* AIM OF THE EXERCISE
Arrange the items below as a two-column CSV with the header columns "prompt" and "response," one row per item, giving the item's text and its answer. Put each value inside double quotes and replace any line breaks in it with spaces.

* THE INPUT

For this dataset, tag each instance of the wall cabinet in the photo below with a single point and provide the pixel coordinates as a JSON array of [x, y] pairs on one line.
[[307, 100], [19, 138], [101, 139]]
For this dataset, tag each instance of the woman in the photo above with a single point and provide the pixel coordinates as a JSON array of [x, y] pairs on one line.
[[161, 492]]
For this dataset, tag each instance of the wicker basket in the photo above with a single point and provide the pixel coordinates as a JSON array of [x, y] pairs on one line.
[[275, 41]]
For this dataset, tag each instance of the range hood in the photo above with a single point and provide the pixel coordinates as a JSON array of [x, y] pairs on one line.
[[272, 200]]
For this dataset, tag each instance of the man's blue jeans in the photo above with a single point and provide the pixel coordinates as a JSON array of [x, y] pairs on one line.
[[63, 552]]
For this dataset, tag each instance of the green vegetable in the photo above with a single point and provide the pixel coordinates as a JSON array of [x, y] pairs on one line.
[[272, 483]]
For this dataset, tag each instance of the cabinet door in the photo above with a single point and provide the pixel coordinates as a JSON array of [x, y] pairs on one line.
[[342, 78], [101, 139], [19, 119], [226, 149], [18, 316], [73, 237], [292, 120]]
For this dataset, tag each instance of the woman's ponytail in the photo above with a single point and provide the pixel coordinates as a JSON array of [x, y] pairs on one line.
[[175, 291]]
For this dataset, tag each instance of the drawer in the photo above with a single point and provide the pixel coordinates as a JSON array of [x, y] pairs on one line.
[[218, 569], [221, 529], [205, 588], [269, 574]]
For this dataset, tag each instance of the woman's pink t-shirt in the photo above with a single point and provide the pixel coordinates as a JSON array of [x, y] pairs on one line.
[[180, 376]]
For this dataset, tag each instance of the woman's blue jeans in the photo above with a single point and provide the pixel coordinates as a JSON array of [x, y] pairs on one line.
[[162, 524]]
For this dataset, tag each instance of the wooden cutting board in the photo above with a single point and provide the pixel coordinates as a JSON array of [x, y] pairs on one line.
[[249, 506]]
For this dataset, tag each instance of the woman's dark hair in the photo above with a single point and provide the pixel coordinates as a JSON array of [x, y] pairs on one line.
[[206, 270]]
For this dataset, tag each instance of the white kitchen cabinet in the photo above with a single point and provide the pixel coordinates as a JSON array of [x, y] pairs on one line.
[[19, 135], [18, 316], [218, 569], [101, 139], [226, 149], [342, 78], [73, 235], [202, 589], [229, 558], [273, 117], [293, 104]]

* EXPECTED OUTPUT
prompt,response
"For this dataset, tag each instance of the wall cabinet in the photo below with a single point and provide the pixel coordinates as a JSON array of [x, y] pairs on one line.","[[307, 100], [19, 138], [101, 139]]"
"For this dataset, tag each instance of the woman in the photo above with a single point and provide the pixel coordinates as a JSON array of [x, y] pairs on one line.","[[161, 492]]"
"For this dataset, tag each instance of the wicker basket in the photo above with a single point and provide the pixel coordinates as a JSON array of [x, y] pairs on one line.","[[275, 41]]"
"For this dataset, tag each instance of the range hood in the photo above with a single point and provide the pixel coordinates as a JSON array of [x, y] pairs on one line.","[[272, 200]]"
"For this dataset, tag each instance of the man's blue jeans in the photo above with a single point and provide the pixel coordinates as a JSON array of [x, y] pairs on one line.","[[63, 552]]"
"For this dataset, tag each instance of the green vegetable in the photo above with a single point and provide the pixel coordinates as a JSON array of [x, y] pairs on one line.","[[272, 483]]"
"For this dataset, tag each instance of the cabinet door in the photo above with a single point and provide the pixel coordinates as a JSON array of [x, y] pairs on one line.","[[342, 78], [101, 139], [19, 119], [226, 149], [18, 316], [73, 237], [292, 120]]"
"For this dataset, tag each instance of the woman's ponytail in the photo above with a single point and provide the pixel coordinates as a JSON array of [x, y] pairs on one line.","[[175, 291]]"
"For this dataset, tag each instance of the drawer in the photo above with a single point and provide the pixel coordinates as a JSON array of [x, y] pairs on one line.","[[218, 569], [221, 529], [205, 588], [269, 574]]"
"For this dataset, tag each instance of the woman's pink t-shirt in the photo above with a single point and provide the pixel coordinates as a JSON array of [x, y] pairs on one line.","[[180, 376]]"
"For this dataset, tag each instance of the woman's blue jeans in the photo above with a single point and provide the pixel coordinates as a JSON array of [x, y] pairs on one line.","[[162, 524]]"
"For this dataset, tag each instance of the wooden cutting board in the photo above with a single point and provide the pixel coordinates as a JSON array of [x, y] pairs on one line.","[[249, 506]]"
"For this dataset, tag each instance of the woman's dark hair in the photo above with a single point and provide the pixel coordinates as a JSON array of [x, y] pairs on one line.","[[206, 270]]"
"For this dataset, tag each instance of the white kitchen cabinet in the photo above with a single point and provide the pixel coordinates as a JSON array of [x, y] pairs on one line.","[[19, 135], [18, 316], [218, 569], [101, 139], [226, 149], [342, 78], [73, 235], [202, 589], [229, 558], [273, 117], [293, 104]]"